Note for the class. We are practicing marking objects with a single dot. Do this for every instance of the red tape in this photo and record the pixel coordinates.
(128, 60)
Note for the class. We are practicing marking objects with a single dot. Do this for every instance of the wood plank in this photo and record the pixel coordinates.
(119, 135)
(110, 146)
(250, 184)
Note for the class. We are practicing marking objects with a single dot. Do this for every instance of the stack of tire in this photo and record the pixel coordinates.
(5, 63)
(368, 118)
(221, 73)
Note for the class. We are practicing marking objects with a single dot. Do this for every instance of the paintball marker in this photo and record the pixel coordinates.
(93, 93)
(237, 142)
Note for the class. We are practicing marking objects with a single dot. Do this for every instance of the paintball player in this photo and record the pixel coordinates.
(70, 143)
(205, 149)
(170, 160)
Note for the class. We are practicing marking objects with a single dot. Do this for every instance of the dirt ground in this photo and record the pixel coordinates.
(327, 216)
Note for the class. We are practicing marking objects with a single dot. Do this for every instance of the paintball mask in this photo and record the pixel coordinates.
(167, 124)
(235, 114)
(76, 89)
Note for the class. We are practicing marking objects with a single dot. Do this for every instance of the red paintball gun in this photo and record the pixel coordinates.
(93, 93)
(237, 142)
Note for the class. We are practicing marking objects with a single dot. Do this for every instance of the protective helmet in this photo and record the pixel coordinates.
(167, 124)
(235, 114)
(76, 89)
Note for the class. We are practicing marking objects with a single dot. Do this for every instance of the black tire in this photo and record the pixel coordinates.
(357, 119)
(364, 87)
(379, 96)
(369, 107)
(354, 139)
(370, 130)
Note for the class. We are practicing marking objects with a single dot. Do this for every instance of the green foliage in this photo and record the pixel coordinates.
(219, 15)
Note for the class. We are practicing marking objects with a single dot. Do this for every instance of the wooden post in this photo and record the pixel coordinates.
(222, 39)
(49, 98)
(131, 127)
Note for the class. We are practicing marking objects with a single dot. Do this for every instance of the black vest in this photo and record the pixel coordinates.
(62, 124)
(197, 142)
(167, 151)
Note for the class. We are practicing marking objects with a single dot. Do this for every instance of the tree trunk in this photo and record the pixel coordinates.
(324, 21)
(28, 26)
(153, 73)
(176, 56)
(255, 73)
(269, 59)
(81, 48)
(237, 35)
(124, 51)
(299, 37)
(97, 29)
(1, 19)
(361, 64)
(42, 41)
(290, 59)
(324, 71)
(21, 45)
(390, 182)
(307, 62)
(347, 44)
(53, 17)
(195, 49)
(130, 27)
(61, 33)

------------

*TASK DETAILS*
Quote, without any change, each line from the one that contains "of the tree" through the end of the material.

*RESULT*
Note for the class. We are practicing marking objects with a single dot. Do this for every instance of the tree trunk in this photo and record the pixel coordinates.
(324, 21)
(28, 26)
(153, 73)
(176, 56)
(255, 73)
(269, 59)
(81, 48)
(237, 35)
(124, 51)
(299, 37)
(97, 29)
(1, 19)
(361, 64)
(42, 41)
(290, 59)
(324, 71)
(21, 45)
(390, 182)
(307, 62)
(347, 44)
(53, 17)
(195, 49)
(130, 27)
(61, 33)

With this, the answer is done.